Data entries:
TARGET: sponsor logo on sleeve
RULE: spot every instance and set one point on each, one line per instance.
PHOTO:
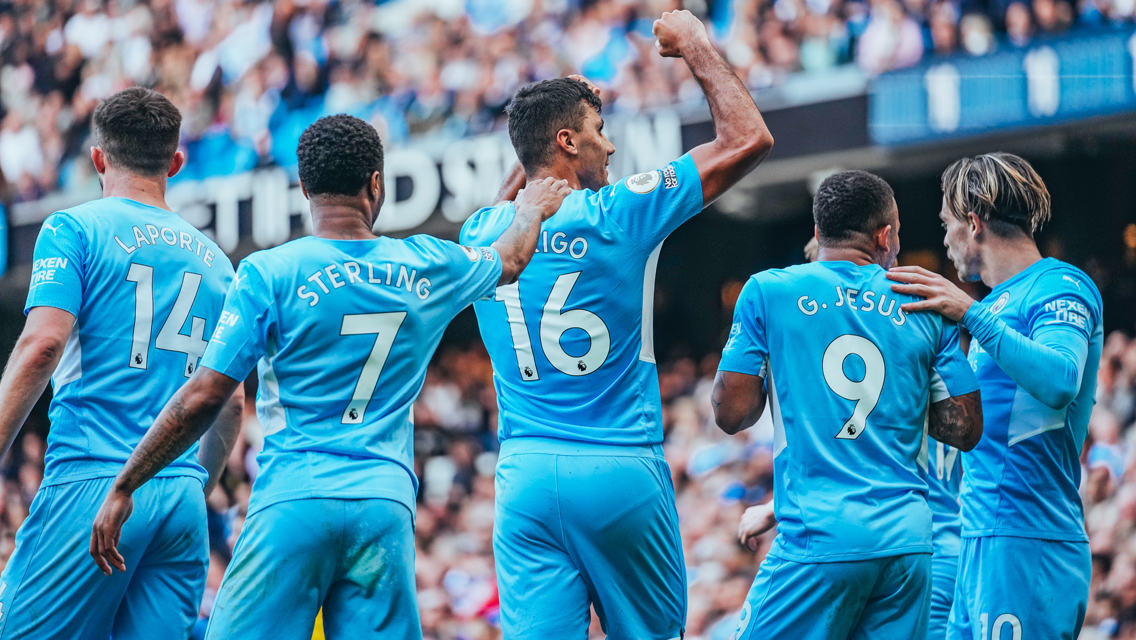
(1000, 304)
(643, 183)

Job: Could you put the rows above into a JSON list of strings, one string per line, leaving out blank lines and the pictures?

Written answer:
[
  "TARGET: sponsor logo on sleeve",
  "RULE: spot every instance and set one point on each, one line per instance.",
  "PHOTO:",
  "(1000, 304)",
  "(643, 183)"
]